Objective »
Copy out every line of the records below, word for word and in the same order.

Dataset extract »

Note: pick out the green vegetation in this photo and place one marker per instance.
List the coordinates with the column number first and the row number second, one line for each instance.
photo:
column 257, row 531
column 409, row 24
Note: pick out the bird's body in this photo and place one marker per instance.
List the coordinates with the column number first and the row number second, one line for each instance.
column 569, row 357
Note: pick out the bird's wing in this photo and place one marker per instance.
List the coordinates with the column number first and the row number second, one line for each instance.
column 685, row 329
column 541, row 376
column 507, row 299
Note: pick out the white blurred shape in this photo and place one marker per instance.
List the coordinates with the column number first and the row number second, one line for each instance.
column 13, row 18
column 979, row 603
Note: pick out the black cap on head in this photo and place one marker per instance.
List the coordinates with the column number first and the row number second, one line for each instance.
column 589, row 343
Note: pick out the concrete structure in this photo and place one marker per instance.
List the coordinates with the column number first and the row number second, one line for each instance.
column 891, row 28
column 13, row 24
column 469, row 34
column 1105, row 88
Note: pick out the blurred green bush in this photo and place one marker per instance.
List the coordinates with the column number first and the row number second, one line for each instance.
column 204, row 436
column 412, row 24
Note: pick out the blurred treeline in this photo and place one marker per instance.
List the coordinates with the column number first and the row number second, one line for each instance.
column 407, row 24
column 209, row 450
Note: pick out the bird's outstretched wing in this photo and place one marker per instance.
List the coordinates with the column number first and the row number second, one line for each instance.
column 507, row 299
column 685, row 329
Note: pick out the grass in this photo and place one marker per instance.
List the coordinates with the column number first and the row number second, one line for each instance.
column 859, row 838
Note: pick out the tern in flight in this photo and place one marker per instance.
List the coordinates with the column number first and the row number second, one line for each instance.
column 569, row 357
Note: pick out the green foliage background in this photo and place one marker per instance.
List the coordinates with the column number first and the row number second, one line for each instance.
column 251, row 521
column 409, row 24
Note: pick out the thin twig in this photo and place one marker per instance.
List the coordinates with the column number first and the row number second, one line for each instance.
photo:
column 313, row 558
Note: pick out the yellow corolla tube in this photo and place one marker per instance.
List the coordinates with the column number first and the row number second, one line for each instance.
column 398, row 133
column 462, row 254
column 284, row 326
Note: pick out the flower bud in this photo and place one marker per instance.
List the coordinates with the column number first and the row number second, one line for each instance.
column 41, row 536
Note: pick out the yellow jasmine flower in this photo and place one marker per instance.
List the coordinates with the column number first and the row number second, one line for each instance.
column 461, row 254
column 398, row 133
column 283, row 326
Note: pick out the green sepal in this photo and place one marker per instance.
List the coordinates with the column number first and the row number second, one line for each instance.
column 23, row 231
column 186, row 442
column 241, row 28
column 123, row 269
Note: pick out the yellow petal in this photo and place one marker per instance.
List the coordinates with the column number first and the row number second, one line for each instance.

Task result »
Note: pick out the green vegetation in this photo and place one marker per instance.
List the coordinates with the column number first and the row number second, one line for each instance.
photo:
column 257, row 531
column 409, row 24
Note: pick out the bird's body in this photo and place one marker per instance.
List the coordinates with the column number first and the row number second, one line for each instance.
column 569, row 357
Note: pick out the bird's wing in this photo and place one marker per instance.
List the coordinates with the column number first and the row number second, one line for each instance.
column 685, row 329
column 541, row 376
column 507, row 299
Note: pick out the white blurred shape in this photo and place one marker per instance.
List the coordinates with the column number first and the row number second, one line for each instance.
column 13, row 18
column 979, row 603
Note: pick out the black cap on head in this photo and place one marker per instance.
List the coordinates with the column number first and the row number second, one line for each instance.
column 589, row 343
Note: pick out the concrete structure in this photo and place one marker per instance.
List the coordinates with the column number first and the row number second, one line for each instance.
column 891, row 28
column 13, row 24
column 469, row 34
column 1105, row 88
Note: pick out the blurred green bush in this photo and place one marker per instance.
List the coordinates with the column number first and the row number second, one line for each instance.
column 204, row 436
column 412, row 24
Note: pick out the blurred treeline in this photo and place one marker per instance.
List the coordinates with the column number first and the row number second, one line for each instance.
column 407, row 24
column 209, row 450
Note: pick out the bird's outstretched wing in this photo and place one marker per instance.
List the coordinates with the column number first and the row number second, one line for each instance.
column 507, row 299
column 685, row 329
Note: pick out the grass in this photo and place one marker per instance.
List the coordinates with the column number first and the row number second, one line for each instance.
column 859, row 838
Note: pick out the tern in flight in this photo and place one marker per instance.
List the coordinates with the column number first and the row number second, one line for each instance.
column 569, row 357
Note: pick out the green foliage background in this photo and place one marker per instance.
List the coordinates with the column number first and the row number second, one line for each instance.
column 251, row 521
column 409, row 24
Note: pick out the thin twig in this photo and place one marker per instance.
List the coordinates with the column number first and the row number second, one line for each instance.
photo:
column 313, row 558
Note: pick out the yellow corolla tube in this photo and place one marker per instance.
List the coordinates with the column number first and the row number second, one line for each instance.
column 398, row 133
column 462, row 254
column 284, row 326
Note: pick out the flower bud in this photo and place one marker per instance.
List the coordinates with the column number first and the row number second, one line for each instance.
column 41, row 536
Note: pick out the yellow jasmine flower in this photo and place one marker per instance.
List the coordinates with the column number first and the row number second, one line for each instance.
column 461, row 254
column 398, row 133
column 283, row 326
Note: pick out the green sepal in this photo and place one marker per instance.
List the coordinates with the column number first and the row number second, one line for each instance.
column 23, row 231
column 186, row 442
column 241, row 28
column 123, row 269
Note: pick out the yellow petal in this photo and place one marker per instance.
List the coordinates with the column number first and the row number second, one line for each instance.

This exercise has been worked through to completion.